* [SET EXERCISE 1] In the passage on SDG 4 financing, how large is the estimated annual financing gap for low and lower-middle-income countries?
* [SET EXERCISE 2] Say whether each statement agrees with the passage on SDG 4 financing: (a) The final five-year stretch begins in 2024. (b) The annual financing gap is estimated at 12 percent of the total cost. (c) Innovative financing is meant only to diversify sources of funding.
* [SET EXERCISE 3] Please extend the passage on SDG 4 financing from its last sentence.

* [SELECTION]

####

Our unwavering collective commitment to achieving the national SDG 4 targets by 2030 is reinforced by a growing sense of urgency, particularly as we enter the final five-year stretch starting in 2024. We are also acutely aware of the magnitude of the challenge, as the annual financing gap for achieving these national targets by 2030 is estimated to be a staggering 21 percent of the total cost for low and lower-middle-income countries. As part of the efforts to bridge this financing gap, we believe it is increasingly crucial to boost momentum around innovative financing – not only to diversify sources of funding but also to enhance the effectiveness of educational interventions.

####

(Records of labeled points)
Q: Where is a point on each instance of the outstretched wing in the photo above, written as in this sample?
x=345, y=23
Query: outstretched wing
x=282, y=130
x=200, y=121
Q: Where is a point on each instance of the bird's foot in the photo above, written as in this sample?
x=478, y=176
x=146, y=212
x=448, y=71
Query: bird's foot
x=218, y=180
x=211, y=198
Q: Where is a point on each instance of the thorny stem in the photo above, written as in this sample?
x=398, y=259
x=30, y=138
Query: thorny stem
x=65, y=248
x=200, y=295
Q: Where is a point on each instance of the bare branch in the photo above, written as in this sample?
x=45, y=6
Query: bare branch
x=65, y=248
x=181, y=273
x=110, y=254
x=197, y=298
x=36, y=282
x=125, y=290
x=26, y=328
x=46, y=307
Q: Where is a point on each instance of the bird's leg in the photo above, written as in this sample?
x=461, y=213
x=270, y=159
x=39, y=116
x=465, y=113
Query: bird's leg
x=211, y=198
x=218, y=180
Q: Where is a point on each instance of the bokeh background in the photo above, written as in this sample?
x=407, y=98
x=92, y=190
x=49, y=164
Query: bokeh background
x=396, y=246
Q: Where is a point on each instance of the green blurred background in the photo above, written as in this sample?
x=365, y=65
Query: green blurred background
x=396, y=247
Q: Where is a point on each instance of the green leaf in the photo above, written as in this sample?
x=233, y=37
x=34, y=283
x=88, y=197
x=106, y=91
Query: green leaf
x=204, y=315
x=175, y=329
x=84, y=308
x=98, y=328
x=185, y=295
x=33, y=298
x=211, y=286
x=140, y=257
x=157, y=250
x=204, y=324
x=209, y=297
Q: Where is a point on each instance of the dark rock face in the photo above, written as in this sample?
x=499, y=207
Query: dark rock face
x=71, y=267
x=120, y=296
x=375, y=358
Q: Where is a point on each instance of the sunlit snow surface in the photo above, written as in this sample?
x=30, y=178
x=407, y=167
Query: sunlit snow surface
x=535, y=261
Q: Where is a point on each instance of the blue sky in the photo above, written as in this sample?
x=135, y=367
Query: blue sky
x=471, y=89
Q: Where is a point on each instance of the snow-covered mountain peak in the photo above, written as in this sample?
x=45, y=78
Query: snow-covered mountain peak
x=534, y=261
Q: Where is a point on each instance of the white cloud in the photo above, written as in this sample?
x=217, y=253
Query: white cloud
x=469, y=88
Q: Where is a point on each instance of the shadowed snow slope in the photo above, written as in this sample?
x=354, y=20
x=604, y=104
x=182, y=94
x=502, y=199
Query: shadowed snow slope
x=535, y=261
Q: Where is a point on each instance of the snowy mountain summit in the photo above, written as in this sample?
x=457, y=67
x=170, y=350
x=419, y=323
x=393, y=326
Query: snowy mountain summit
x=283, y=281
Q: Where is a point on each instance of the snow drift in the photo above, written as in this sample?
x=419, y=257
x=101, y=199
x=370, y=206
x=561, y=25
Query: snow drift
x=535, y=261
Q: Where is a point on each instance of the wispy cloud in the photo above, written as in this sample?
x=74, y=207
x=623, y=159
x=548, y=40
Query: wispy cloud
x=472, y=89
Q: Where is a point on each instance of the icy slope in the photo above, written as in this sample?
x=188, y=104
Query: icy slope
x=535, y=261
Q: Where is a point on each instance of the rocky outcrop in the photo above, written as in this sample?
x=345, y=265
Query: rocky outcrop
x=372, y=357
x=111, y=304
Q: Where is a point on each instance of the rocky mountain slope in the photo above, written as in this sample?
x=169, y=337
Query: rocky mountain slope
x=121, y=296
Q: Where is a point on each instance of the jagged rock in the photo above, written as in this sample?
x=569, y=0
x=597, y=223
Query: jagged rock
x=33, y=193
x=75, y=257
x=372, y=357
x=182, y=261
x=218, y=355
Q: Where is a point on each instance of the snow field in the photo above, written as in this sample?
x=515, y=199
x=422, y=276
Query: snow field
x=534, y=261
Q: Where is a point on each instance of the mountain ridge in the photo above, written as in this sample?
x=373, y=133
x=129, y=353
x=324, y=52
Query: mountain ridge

####

* [TASK RESPONSE 1] 21 percent of the total cost

* [TASK RESPONSE 2]
(a) Yes: "as we enter the final five-year stretch starting in 2024"
(b) No: "a staggering 21 percent of the total cost"
(c) No: "not only to diversify sources of funding but also to enhance the effectiveness of educational interventions"

* [TASK RESPONSE 3]
The Sierra Leone Education Innovation Challenge (SLEIC) represents a notable example of such innovative financing. Led by the Government of Sierra Leone in close collaboration with the Education Outcomes Fund, SLEIC brings together state and non-state actors in achieving national policy objectives around quality basic education. With a budget of $18 million allocated over three years, SLEIC aims to enhance the learning outcomes of 134,000 children aged 6-12 attending 325 government schools spread across all districts of Sierra Leone. Using an outcomes-based financing (OBF) model, the five implementing partners of SLEIC – EducAid, National Youth Awareness Forum in collaboration with KIZAZI, Rising Academy Network, Save the Children, and Street Child[1] – are only paid when predefined outcomes are achieved. By paying for results, SLEIC provides implementing partners with the flexibility to focus on improving their intervention models for supporting government schools in enhancing children’s literacy and numeracy skills, with a particular emphasis on girls' learning outcomes.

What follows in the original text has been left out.